▶ **INFORMATION PROVIDED**
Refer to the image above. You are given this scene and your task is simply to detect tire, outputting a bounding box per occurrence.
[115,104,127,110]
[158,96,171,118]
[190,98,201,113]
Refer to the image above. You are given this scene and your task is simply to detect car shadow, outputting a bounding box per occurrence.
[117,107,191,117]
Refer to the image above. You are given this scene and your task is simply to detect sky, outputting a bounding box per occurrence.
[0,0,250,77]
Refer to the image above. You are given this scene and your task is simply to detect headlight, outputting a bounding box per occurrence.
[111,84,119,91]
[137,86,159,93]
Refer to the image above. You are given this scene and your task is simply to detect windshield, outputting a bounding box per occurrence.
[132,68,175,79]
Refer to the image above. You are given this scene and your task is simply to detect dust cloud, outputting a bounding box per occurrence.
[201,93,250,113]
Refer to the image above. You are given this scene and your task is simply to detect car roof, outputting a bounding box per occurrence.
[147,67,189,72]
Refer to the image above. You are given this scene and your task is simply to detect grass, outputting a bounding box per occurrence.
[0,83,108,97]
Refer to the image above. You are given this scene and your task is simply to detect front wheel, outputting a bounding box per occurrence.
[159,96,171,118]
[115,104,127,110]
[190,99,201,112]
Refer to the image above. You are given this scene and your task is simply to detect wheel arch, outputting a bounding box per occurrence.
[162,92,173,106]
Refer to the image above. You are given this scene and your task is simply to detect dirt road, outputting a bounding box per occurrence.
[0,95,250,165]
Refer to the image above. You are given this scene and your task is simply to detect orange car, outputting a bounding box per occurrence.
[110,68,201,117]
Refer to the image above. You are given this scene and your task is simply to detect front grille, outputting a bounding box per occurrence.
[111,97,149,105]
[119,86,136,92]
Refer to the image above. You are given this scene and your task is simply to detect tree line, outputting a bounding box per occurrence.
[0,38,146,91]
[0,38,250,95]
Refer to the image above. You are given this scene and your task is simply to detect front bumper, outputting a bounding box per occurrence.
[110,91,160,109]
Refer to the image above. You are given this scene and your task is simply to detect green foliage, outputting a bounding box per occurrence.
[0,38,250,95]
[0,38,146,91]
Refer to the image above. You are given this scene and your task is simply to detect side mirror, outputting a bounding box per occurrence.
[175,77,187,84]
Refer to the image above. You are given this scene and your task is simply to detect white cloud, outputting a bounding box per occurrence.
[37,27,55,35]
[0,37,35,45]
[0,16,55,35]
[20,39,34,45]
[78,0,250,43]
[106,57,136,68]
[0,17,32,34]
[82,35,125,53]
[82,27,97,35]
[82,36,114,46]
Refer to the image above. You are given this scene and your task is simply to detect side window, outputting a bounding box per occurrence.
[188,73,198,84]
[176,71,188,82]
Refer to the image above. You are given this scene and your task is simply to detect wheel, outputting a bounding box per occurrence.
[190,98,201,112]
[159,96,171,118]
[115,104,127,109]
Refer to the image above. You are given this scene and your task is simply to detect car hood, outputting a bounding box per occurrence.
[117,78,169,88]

▶ **INSTRUCTIONS FOR THE TASK**
Change "bounding box" to "rectangle" throughout the records and write out every line again, leaving everything else the same.

▶ **COMPLETE OUTPUT**
Refer to the image above. You are given this scene and your task is simply to detect tire, outputting a rectangle per occurrence.
[115,104,127,110]
[158,96,171,118]
[190,98,201,113]
Refer to the image above. You are given this scene and your task is simply to detect car shadow, outputting a rectangle per occurrence.
[117,107,191,117]
Refer to the image above. You are given this scene and your task is simply to detect sky, outputting a rectangle per occurrence.
[0,0,250,77]
Refer to the image above. You are given this scene and your task is simply to detect headlight, outputting a rectangle per occurrence.
[111,84,119,91]
[137,86,159,93]
Refer to the image above. You are given this scene and your task is simply to detect windshield, outputting a rectangle per occurrence.
[132,68,175,79]
Refer to the image above. You are given this scene and your task is simply to detect dust cloud, outputting a rectangle per occurrence.
[201,93,250,113]
Refer to the image above. You are given this scene and your task is simply to detect car roof, outputting a rectangle per occurrence.
[147,67,189,72]
Refer to the image above. You are given this scene and your task is simply to detect grass, outputting a rectangle per occurrence.
[0,83,108,97]
Refer to the image above. You are given this scene and your task is simply to detect front wheel, outputting a rectangle per occurrence.
[159,96,171,118]
[115,104,127,110]
[190,99,201,112]
Refer to the image above. You are given this scene and your task is simply to detect wheel arch, outputting a rectangle per occurrence.
[162,92,173,106]
Refer to the image above. You are given this scene and your task is simply to detect dirt road, outputting a rectangle per occurrence.
[0,95,250,165]
Refer to the image above. You are given this scene and your task is simply to detect orange car, outputting a rectangle per occurrence.
[110,68,201,117]
Refer to the image above. You are given this scene and your task is simply to detect front grille, outputting a rectangle per occurrence.
[111,97,149,105]
[119,86,136,92]
Refer to the image above. You are given this scene and your task is simply to detect tree line, outputting a rectangle per occurrence.
[0,38,146,91]
[0,38,250,95]
Refer to the image above. You are given this scene and your task is simply to detect front bumper, outputting a rectangle per occurrence.
[110,91,160,109]
Refer to the image above. You are given this scene and your task is simply to detect green foliage, outputting a rectangle per occurrence.
[0,38,250,95]
[0,38,146,91]
Refer to the image above. You are given this scene and your task is simply to detect side mirror, outputting a rectangle per occurrence.
[175,77,187,84]
Refer to the image above. You are given this scene and your task is simply to detect white cloud, outputting a rectangle per occurrence.
[37,27,55,35]
[0,37,35,45]
[0,16,55,35]
[20,39,34,45]
[78,0,250,43]
[106,57,136,68]
[0,17,32,34]
[82,35,125,53]
[82,27,97,35]
[82,36,114,46]
Refer to the image above. You are given this scene and your task is simply to detect side window, outputting a rectangle per occurrence.
[188,73,198,84]
[176,71,188,82]
Refer to the image above. You are given this scene and your task is simply to detect wheel, outputting a rectangle per occurrence.
[190,98,201,112]
[159,96,171,118]
[115,104,127,109]
Refer to the image above. You are given this scene and your task is simply to detect car hood, outputting a rectangle per occurrence.
[117,78,169,88]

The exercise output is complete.